| EXERCISE REQUIREMENTS |
Gather every line from the entries below that includes "hair".

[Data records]

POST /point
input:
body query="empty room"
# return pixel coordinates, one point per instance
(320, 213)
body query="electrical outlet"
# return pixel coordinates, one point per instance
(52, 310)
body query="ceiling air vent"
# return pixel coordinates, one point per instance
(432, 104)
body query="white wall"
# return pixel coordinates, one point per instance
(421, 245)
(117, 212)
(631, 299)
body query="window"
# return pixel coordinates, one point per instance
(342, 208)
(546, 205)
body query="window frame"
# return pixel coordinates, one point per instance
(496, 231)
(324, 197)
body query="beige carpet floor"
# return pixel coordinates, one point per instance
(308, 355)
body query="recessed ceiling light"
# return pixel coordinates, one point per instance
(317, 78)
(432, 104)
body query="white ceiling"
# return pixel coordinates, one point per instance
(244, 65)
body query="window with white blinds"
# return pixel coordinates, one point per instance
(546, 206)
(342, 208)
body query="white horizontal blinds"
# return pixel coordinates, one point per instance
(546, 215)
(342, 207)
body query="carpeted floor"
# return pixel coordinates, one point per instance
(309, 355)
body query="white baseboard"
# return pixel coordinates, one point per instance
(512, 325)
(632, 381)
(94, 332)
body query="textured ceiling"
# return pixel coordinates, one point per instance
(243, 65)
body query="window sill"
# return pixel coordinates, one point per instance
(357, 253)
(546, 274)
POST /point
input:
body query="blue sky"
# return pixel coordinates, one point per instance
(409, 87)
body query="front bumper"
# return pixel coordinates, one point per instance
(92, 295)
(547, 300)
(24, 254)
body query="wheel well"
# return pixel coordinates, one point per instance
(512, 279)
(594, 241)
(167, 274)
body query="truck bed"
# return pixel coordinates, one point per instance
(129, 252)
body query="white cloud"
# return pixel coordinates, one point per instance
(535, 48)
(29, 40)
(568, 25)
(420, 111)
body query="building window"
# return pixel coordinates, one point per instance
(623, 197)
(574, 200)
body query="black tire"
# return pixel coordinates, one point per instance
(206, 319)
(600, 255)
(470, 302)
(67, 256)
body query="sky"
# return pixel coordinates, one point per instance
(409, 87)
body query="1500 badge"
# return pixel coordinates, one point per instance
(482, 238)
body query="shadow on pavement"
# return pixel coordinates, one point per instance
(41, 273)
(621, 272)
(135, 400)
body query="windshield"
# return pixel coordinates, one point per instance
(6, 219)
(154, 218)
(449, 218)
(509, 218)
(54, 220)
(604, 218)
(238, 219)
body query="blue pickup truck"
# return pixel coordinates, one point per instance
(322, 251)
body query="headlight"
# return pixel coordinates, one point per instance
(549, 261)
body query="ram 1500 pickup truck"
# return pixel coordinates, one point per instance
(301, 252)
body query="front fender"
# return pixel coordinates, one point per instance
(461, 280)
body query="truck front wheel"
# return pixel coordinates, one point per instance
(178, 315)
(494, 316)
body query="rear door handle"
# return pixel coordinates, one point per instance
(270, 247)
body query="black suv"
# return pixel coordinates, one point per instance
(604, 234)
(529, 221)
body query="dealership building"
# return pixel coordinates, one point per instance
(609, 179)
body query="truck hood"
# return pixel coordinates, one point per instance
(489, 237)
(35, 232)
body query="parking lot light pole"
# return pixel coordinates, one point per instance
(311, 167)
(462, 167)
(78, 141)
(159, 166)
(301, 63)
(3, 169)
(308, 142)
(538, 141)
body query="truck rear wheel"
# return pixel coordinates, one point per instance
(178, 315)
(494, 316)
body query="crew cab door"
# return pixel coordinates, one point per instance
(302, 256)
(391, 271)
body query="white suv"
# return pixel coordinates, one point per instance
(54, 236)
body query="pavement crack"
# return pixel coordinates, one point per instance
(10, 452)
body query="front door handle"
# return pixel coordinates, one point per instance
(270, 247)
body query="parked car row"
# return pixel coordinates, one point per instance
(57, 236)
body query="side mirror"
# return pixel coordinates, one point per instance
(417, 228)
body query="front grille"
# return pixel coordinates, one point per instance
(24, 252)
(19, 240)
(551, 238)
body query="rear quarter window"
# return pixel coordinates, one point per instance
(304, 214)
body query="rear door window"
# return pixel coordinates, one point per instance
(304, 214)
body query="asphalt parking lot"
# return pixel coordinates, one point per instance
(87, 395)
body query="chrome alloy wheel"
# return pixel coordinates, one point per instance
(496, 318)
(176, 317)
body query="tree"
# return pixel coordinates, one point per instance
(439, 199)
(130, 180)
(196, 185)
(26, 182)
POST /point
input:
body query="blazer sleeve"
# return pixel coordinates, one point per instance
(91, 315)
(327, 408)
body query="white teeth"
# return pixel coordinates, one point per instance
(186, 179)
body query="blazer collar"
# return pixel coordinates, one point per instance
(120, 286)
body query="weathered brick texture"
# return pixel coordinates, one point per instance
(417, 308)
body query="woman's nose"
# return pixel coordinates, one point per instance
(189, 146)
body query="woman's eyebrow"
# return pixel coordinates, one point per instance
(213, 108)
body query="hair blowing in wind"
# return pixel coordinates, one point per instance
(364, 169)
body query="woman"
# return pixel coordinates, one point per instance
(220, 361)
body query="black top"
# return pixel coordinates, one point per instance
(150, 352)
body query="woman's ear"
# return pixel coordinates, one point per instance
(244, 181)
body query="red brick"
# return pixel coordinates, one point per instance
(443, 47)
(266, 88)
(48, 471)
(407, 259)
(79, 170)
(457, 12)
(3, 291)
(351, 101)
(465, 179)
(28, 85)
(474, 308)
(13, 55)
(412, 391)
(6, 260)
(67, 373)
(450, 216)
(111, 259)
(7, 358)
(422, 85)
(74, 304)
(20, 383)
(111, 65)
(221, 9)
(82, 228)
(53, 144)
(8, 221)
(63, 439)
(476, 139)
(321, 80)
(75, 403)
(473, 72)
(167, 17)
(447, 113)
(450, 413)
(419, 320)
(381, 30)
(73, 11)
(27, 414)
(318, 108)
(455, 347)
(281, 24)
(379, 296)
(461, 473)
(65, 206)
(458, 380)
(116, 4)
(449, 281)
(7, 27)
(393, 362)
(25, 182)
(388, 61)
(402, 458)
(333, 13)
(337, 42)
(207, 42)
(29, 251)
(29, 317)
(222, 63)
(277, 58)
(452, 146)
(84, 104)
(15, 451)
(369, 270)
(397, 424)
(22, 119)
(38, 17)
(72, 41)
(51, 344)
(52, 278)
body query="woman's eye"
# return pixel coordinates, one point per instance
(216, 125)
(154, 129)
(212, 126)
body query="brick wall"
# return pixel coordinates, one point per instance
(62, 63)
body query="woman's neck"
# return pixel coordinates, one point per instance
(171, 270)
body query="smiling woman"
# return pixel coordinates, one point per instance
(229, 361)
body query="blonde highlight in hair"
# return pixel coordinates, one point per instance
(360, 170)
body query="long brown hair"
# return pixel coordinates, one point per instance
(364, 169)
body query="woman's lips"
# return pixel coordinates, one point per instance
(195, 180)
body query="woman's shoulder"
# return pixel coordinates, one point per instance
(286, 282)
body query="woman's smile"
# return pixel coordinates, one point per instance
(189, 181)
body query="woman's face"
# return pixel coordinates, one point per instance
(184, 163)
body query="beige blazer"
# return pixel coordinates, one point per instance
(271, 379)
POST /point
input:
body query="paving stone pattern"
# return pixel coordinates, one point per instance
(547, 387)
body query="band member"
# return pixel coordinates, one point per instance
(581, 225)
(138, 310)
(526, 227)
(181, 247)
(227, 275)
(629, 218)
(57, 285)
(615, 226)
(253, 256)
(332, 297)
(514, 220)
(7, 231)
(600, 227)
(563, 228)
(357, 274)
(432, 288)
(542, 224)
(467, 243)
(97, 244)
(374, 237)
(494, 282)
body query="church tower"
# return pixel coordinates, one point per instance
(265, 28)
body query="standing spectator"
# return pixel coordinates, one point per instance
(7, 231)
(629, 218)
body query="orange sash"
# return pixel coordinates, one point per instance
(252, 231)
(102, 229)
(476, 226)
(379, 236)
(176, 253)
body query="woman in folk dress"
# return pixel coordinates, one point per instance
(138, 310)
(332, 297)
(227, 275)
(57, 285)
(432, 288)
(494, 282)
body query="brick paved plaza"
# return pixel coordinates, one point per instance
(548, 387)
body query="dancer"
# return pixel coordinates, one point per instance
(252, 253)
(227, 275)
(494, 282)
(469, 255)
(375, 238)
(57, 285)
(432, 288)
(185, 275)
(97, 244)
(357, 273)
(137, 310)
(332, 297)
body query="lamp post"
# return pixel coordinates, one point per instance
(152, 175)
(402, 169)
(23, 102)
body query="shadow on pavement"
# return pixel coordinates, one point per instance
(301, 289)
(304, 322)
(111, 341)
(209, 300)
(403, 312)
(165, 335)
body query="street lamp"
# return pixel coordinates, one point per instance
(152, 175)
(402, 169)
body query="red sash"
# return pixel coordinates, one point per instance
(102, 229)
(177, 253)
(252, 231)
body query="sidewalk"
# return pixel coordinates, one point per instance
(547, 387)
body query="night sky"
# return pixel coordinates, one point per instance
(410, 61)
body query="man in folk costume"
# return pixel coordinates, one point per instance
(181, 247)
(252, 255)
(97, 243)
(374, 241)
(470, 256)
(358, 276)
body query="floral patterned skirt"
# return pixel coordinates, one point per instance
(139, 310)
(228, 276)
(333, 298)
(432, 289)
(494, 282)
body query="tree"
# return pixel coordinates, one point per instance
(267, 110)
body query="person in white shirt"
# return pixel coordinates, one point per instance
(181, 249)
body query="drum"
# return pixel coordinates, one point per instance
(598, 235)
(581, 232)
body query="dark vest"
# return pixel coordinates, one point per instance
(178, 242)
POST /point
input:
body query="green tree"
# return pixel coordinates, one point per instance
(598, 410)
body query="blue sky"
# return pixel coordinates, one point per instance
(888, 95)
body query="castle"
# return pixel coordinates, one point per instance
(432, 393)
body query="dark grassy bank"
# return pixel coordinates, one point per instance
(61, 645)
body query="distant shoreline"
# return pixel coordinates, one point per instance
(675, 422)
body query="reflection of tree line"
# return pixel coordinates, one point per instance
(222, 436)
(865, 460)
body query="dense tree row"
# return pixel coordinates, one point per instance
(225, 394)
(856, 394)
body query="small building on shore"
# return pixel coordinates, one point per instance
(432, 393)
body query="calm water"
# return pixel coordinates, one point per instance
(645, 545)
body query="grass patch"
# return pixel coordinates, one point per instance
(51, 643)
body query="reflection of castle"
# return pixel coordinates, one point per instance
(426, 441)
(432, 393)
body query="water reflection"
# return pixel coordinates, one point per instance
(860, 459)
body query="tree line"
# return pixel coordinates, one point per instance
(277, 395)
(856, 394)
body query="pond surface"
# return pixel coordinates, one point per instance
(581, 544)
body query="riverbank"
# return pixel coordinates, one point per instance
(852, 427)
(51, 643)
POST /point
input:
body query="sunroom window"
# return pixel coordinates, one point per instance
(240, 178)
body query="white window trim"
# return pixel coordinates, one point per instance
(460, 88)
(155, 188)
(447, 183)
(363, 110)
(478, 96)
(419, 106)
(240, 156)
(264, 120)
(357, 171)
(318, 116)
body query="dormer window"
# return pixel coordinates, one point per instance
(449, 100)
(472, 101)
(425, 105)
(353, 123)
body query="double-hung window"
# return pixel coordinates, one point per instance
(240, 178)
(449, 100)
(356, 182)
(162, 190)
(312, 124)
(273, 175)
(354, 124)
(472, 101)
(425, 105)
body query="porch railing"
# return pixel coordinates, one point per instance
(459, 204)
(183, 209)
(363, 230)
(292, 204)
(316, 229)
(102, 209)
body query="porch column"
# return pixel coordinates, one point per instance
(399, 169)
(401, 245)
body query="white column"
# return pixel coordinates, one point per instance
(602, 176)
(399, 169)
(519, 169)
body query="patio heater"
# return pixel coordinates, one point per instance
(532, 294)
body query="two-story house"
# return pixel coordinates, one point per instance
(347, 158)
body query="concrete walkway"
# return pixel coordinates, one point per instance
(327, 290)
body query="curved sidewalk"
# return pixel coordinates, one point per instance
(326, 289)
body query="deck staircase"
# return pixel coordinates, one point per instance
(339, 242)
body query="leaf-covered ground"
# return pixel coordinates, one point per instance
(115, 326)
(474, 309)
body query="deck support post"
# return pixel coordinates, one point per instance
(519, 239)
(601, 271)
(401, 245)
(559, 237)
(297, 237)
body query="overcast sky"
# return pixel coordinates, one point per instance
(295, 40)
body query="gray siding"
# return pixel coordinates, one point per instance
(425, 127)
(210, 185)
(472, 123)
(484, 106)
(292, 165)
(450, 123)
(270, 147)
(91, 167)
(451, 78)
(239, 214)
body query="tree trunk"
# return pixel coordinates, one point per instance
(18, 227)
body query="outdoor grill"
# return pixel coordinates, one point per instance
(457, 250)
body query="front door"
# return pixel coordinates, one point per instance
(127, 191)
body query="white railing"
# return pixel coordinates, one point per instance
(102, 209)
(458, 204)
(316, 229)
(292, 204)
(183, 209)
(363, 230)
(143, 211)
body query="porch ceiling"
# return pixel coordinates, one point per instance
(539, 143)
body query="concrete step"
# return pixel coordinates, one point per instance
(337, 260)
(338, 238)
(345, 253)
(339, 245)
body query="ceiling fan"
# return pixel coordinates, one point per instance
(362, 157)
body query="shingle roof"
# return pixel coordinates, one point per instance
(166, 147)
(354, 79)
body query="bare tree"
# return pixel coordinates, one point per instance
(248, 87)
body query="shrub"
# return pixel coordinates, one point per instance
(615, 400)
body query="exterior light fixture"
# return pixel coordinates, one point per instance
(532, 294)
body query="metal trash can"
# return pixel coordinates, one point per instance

| PROBLEM SOLUTION |
body query="hair blowing in wind"
body query="blonde highlight in hair"
body query="long brown hair"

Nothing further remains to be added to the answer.